YOUR GOAL → Please put each line of the listing below into a Markdown table with two columns, Row for the row number and Line for the line itself, and skip any blank lines. Leave the pictures out of the answer.

Listing from a point labeling set →
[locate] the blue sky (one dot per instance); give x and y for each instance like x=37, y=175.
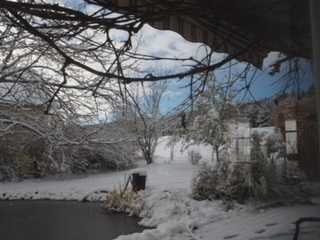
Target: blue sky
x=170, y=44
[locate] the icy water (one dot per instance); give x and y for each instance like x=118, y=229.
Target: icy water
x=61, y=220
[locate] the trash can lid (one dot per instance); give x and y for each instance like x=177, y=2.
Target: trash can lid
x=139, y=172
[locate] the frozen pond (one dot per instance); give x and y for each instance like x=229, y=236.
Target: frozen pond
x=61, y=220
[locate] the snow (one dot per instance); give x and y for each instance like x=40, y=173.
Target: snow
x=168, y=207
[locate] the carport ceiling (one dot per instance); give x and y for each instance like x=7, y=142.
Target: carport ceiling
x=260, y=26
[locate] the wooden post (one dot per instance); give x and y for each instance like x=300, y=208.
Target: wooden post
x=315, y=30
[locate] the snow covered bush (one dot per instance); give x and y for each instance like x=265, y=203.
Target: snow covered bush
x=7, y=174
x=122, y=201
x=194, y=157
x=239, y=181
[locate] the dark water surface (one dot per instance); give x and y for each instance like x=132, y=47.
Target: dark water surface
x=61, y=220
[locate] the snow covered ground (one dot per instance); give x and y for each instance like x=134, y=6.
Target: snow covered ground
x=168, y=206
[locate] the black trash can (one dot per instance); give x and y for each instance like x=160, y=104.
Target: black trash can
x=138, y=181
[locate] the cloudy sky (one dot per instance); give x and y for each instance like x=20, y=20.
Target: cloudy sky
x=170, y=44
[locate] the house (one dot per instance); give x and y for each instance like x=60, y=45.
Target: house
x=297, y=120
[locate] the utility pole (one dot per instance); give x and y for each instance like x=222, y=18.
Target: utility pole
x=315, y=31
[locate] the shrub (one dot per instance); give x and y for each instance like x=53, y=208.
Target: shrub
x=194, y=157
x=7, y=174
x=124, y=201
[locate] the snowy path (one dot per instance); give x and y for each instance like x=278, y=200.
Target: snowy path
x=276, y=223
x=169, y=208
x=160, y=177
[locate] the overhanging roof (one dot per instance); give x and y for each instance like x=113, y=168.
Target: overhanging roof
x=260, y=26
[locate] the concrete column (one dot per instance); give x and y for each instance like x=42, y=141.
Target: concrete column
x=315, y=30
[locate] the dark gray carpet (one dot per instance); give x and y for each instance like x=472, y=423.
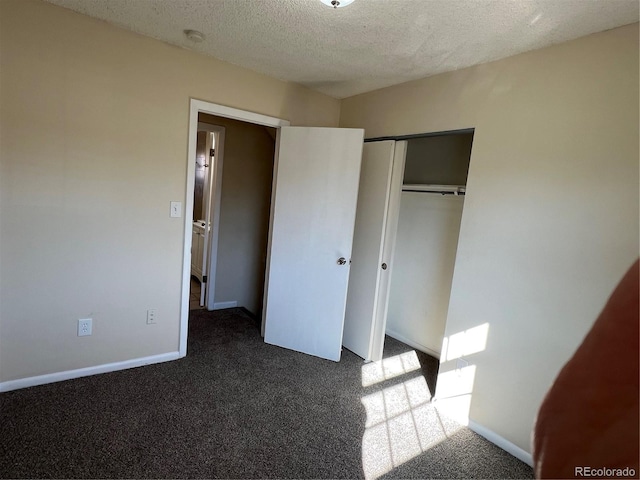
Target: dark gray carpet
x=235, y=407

THE ANSWER →
| Row | Line |
|---|---|
| 1 | [locate] the blue sky (one dot per instance); give x and y for each instance like x=37, y=175. |
| 2 | Target: blue sky |
| 3 | x=170, y=44 |
| 4 | [locate] the icy water (one dot per instance); give x and y for each instance like x=118, y=229. |
| 5 | Target: icy water |
| 6 | x=61, y=220 |
| 7 | [locate] the trash can lid (one dot per instance); give x and y for each instance like x=177, y=2. |
| 8 | Target: trash can lid |
| 9 | x=139, y=172 |
| 10 | [locate] the frozen pond (one dot per instance); give x and y for each instance like x=229, y=236. |
| 11 | Target: frozen pond |
| 12 | x=61, y=220 |
| 13 | [locate] the snow (one dot per instance); give x and y for each instance like x=40, y=173. |
| 14 | Target: snow |
| 15 | x=168, y=207 |
| 16 | [locate] the carport ceiling (one dot per instance); give x and y for each instance like x=7, y=142. |
| 17 | Target: carport ceiling |
| 18 | x=260, y=26 |
| 19 | [locate] the wooden post (one dot per instance); give x and y for each instance like x=300, y=208. |
| 20 | Target: wooden post |
| 21 | x=315, y=30 |
| 22 | [locate] the snow covered bush (one dot per instance); give x and y for each instance like x=265, y=203. |
| 23 | Target: snow covered bush |
| 24 | x=7, y=174 |
| 25 | x=122, y=201 |
| 26 | x=194, y=157 |
| 27 | x=239, y=181 |
| 28 | [locate] the dark water surface (one dot per instance); give x and y for each instance like x=132, y=47. |
| 29 | Target: dark water surface |
| 30 | x=61, y=220 |
| 31 | [locate] the snow covered ground (one dot per instance); give x and y for each instance like x=134, y=6. |
| 32 | Target: snow covered ground |
| 33 | x=168, y=206 |
| 34 | [locate] the black trash can (one dot per instance); give x and y for each instance like x=160, y=104. |
| 35 | Target: black trash can |
| 36 | x=138, y=181 |
| 37 | [locate] the cloudy sky (one dot per instance); give x and y for each instance like x=20, y=20. |
| 38 | Target: cloudy sky |
| 39 | x=170, y=44 |
| 40 | [locate] the house (one dot per instance); give x and y for each instance like x=60, y=45. |
| 41 | Target: house |
| 42 | x=297, y=120 |
| 43 | [locate] the utility pole (one dot per instance); give x and y for each instance like x=222, y=18. |
| 44 | Target: utility pole |
| 45 | x=315, y=31 |
| 46 | [locate] the shrub (one dot per instance); give x and y for each instance like x=53, y=208. |
| 47 | Target: shrub |
| 48 | x=194, y=157 |
| 49 | x=7, y=174 |
| 50 | x=124, y=201 |
| 51 | [locate] the snowy path (one dot per instance); give x and y for each instance like x=278, y=200. |
| 52 | Target: snowy path |
| 53 | x=276, y=223 |
| 54 | x=169, y=208 |
| 55 | x=160, y=177 |
| 56 | [locate] the overhanging roof (one dot per instance); give x and y for each instance like x=113, y=168. |
| 57 | Target: overhanging roof |
| 58 | x=260, y=26 |
| 59 | [locate] the concrete column (one dot per instance); give x and y for each instance like x=42, y=141. |
| 60 | Target: concrete column |
| 61 | x=315, y=30 |
| 62 | [locate] the dark gray carpet (one dot per instance); give x and y for each instance like x=472, y=423. |
| 63 | Target: dark gray carpet |
| 64 | x=235, y=407 |